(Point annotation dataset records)
= = = = =

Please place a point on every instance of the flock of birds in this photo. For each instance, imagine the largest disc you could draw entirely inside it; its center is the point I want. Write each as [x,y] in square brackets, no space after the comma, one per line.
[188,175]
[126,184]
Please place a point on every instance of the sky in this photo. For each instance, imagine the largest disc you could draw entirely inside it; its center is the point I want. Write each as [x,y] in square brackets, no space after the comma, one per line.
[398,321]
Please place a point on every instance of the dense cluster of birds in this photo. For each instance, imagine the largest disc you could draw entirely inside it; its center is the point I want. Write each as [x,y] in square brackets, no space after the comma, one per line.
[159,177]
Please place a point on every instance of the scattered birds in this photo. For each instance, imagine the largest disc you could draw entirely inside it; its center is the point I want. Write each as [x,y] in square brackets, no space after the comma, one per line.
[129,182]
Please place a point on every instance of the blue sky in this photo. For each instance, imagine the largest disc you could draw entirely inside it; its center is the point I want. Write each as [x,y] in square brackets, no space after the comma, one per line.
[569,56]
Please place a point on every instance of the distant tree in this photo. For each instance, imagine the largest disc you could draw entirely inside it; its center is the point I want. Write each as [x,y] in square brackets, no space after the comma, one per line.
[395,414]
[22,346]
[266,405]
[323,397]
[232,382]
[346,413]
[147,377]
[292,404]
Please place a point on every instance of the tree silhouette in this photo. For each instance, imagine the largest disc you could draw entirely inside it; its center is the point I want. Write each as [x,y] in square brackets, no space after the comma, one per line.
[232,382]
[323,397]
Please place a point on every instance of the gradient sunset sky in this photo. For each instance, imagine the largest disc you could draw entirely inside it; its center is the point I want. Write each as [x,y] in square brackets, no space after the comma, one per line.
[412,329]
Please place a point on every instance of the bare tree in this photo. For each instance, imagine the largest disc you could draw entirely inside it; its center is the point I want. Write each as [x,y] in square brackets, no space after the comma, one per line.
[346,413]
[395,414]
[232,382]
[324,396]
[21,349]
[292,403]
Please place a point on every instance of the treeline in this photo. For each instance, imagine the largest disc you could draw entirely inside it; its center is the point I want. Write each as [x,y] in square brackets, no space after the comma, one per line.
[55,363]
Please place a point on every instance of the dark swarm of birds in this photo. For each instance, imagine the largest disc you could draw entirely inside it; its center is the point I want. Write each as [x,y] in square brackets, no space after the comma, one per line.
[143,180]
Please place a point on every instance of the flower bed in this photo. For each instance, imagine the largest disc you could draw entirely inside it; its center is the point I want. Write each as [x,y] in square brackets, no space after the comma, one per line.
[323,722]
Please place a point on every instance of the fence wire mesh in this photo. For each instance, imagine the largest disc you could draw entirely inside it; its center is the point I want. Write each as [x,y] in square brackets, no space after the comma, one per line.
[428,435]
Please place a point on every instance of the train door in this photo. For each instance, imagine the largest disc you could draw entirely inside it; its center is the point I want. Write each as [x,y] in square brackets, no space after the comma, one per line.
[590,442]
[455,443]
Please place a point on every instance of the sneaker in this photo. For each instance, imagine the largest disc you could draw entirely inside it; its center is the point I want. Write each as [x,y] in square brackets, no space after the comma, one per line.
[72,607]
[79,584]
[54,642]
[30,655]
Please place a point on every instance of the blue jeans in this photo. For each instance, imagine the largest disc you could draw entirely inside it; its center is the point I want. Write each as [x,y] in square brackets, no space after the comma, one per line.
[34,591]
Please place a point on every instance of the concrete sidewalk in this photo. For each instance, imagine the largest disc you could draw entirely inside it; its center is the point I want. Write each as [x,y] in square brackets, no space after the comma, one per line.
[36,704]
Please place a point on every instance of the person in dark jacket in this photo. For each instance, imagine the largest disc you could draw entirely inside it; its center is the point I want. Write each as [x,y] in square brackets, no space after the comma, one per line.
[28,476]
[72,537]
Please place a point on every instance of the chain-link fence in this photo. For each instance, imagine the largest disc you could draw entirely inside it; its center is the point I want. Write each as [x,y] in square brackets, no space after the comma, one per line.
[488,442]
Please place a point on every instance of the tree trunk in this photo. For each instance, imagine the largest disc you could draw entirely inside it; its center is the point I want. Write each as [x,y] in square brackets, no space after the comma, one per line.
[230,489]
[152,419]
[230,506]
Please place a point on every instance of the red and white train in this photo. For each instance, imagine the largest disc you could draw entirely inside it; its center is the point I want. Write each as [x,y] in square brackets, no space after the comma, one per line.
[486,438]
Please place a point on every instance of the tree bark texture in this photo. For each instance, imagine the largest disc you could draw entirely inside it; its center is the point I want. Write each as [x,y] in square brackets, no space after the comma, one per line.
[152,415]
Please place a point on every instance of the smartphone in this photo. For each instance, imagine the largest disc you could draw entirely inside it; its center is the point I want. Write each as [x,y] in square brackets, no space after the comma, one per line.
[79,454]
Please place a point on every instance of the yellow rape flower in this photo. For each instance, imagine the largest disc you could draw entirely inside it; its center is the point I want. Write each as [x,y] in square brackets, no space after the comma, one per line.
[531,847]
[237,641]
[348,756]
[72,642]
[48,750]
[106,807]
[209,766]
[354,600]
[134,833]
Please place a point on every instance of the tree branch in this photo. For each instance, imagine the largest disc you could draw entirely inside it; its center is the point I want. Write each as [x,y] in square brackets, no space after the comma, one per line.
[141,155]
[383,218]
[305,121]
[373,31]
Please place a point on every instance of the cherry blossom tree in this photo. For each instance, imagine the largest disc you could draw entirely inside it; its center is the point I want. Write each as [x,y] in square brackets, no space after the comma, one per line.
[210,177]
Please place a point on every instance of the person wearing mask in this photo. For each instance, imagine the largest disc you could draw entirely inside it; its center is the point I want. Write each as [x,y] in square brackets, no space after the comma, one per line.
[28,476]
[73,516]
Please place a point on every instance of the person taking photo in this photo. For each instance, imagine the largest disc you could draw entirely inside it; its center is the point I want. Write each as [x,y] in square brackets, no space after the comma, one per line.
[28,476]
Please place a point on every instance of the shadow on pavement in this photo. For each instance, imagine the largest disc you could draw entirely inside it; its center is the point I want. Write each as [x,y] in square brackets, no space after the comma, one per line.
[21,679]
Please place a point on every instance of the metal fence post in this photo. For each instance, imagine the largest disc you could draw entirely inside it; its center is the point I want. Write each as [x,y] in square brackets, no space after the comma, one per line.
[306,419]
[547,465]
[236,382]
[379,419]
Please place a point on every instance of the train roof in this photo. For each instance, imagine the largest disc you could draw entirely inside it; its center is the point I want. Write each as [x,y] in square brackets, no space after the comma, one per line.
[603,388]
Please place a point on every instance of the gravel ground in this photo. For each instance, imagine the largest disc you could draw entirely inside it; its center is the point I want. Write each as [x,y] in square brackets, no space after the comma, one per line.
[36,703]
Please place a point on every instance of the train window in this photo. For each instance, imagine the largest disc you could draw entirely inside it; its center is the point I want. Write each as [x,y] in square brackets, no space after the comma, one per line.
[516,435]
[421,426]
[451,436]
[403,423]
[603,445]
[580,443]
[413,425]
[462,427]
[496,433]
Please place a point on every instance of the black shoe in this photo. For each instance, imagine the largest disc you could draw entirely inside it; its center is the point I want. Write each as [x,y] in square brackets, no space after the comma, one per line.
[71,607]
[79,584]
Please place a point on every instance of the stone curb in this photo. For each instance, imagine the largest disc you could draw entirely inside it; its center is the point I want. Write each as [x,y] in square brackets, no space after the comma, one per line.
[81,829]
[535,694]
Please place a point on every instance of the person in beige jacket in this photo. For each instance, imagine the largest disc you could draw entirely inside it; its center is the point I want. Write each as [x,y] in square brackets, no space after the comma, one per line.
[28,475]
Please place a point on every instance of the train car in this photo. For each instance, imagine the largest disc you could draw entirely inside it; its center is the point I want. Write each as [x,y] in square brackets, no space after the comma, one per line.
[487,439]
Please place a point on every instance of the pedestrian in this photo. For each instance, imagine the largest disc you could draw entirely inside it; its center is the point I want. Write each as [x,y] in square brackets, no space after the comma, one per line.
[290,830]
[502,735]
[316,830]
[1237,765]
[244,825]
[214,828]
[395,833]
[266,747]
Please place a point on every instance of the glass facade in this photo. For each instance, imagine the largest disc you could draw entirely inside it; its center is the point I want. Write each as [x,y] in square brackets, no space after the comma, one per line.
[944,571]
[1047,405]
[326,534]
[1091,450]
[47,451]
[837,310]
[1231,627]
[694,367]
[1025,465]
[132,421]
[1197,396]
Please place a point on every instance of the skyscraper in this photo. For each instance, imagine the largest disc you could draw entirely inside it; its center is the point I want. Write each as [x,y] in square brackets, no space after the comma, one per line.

= = = = =

(WRITTEN TASK):
Restate the final lines of the listing above word for word, beginning at the line that contains "Please place a point on every instance of the stone".

(SOLUTION TO THE PROBLEM):
Please place a point on every instance of the stone curb in this photo. For each instance, imagine the largest disc you could draw entirely inside it; its center is the point I want. Write each as [x,y] in square brackets, no space after the comma, one per line.
[81,829]
[535,694]
Please place a point on every instance of the person in beige jacket in this photo. For each instance, imagine the largest disc you could draw entirely inside it; its center is the point I want. Write each as [x,y] in square brackets, no space after the comma, one per line.
[28,475]
Please place a point on every instance of the train car in this photo. For each instance, imagine the largest disc you could draw entirely inside it; its center is the point I want. Write each as [x,y] in square brackets, no space after the comma, one per line.
[487,439]
Please place a point on every instance of the pedestrian in this photo. For each instance, imagine the largest disc you could draw entirely inside it; its center is the point I want. Write each as [x,y] in square brackets, no space after the comma, one per line.
[290,830]
[502,735]
[316,830]
[1237,765]
[244,825]
[214,828]
[395,833]
[266,747]
Please place a point on every instance of the glass facade in this photo. For each instance, imagine the largest disc you could draw entirely inside it; its center is the point I want. Write each as [x,y] in square brackets, no space after the comma, one per line.
[944,571]
[1047,405]
[326,534]
[1091,450]
[47,451]
[837,310]
[1231,627]
[694,367]
[1025,465]
[132,421]
[1197,396]
Please place a point on every instance of the skyscraper in this photo. For each instance, imagine the largest disc you could draw entirely inside it; its center is the point I want. Write each as [x,y] in square brackets, no space after the comma, one per line.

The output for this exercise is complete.